> **Document text**

Writing in the foreword to a new report, The Climate Paradox: Why We Need to Reset Action on Climate Change, from the Tony Blair Institute for Global Change (TBI), the former Labour Prime Minister warned against the ‘alarmist’ tone of the debate on climate change, which he said is ‘riven with irrationality’.
While noting that ‘most people accept that climate change is a reality caused by human activity’, Blair says that people in both developed and developing countries are increasingly disillusioned with current climate strategies and are ‘turning away from the politics of the issue because they believe the proposed solutions are not founded on good policy’.
The TBI report suggests that global climate policy is facing a critical inflection point. Despite increasing awareness and worsening climate impacts, political momentum to tackle emissions is weakening, it warns. For the energy industry, this shift marks a potential reset in how climate objectives are pursued, with calls to prioritise delivery, innovation and international pragmatism.

> **Given problem 1**
According to the climate policy excerpt, what are the calls for the energy industry to prioritize?

(Items listed in a dataset)
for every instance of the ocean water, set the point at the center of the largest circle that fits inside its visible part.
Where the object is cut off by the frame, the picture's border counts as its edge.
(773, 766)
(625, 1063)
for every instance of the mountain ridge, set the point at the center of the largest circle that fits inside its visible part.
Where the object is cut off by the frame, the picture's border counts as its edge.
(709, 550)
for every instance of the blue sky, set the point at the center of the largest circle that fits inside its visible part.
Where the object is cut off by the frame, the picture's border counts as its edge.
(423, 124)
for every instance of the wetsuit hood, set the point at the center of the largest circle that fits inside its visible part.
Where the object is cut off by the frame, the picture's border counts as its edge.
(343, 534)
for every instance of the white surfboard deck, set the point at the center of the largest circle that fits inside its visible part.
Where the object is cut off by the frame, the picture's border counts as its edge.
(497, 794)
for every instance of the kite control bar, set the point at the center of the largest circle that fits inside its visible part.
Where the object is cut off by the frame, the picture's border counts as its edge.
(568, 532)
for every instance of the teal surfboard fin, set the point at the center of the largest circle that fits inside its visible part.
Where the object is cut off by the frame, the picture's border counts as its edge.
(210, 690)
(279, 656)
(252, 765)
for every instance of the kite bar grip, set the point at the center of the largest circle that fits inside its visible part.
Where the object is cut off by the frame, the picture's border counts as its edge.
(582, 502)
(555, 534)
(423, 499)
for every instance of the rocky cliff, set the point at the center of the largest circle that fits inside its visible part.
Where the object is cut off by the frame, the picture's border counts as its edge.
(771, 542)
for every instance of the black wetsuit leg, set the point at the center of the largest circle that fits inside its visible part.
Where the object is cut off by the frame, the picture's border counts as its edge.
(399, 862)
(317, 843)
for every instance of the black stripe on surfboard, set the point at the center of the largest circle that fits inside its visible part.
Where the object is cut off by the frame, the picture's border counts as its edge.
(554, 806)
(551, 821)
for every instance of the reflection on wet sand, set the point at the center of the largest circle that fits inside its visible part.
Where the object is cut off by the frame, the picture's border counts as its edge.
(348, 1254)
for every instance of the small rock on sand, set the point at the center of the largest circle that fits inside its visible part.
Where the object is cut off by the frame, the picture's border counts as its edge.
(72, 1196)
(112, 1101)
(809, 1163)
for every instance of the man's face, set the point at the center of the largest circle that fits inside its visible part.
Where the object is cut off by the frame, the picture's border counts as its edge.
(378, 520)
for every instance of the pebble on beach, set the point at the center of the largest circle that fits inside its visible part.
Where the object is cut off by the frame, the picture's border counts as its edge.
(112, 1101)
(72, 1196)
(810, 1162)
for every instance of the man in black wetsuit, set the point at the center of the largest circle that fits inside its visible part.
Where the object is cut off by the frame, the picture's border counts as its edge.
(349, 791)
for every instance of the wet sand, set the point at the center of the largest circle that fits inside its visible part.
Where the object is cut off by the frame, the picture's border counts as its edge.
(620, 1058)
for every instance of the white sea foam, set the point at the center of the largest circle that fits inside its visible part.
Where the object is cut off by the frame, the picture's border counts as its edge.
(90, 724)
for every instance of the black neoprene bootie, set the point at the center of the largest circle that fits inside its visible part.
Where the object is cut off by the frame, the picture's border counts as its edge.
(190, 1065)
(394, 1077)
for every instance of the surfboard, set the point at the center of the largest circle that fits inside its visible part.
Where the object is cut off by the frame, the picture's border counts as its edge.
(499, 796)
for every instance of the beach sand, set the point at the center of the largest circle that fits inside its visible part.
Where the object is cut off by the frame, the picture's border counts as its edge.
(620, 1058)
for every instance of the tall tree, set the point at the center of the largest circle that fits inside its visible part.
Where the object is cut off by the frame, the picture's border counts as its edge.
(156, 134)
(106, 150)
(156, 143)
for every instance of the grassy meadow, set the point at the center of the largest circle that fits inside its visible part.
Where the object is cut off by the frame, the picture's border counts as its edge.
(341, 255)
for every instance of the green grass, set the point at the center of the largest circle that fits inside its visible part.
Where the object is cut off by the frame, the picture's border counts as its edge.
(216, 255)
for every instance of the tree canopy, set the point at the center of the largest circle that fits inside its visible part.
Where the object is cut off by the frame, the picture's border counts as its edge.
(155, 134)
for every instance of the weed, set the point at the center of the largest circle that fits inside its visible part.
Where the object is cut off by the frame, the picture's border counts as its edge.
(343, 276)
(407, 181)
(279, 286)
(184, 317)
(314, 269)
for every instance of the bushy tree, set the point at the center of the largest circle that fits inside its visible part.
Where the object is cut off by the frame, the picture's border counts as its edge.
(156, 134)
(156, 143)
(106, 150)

> **Given problem 2**
Which lines of the records contain the string "surfboard"? Filter them out and copy each one.

> **Solution 1**
- Delivery
- Innovation
- International pragmatism

> **Solution 2**
for every instance of the white surfboard deck, set the point at the center of the largest circle that fits inside its visible part.
for every instance of the teal surfboard fin, set the point at the center of the largest circle that fits inside its visible part.
for every instance of the black stripe on surfboard, set the point at the center of the largest circle that fits inside its visible part.
for every instance of the surfboard, set the point at the center of the largest circle that fits inside its visible part.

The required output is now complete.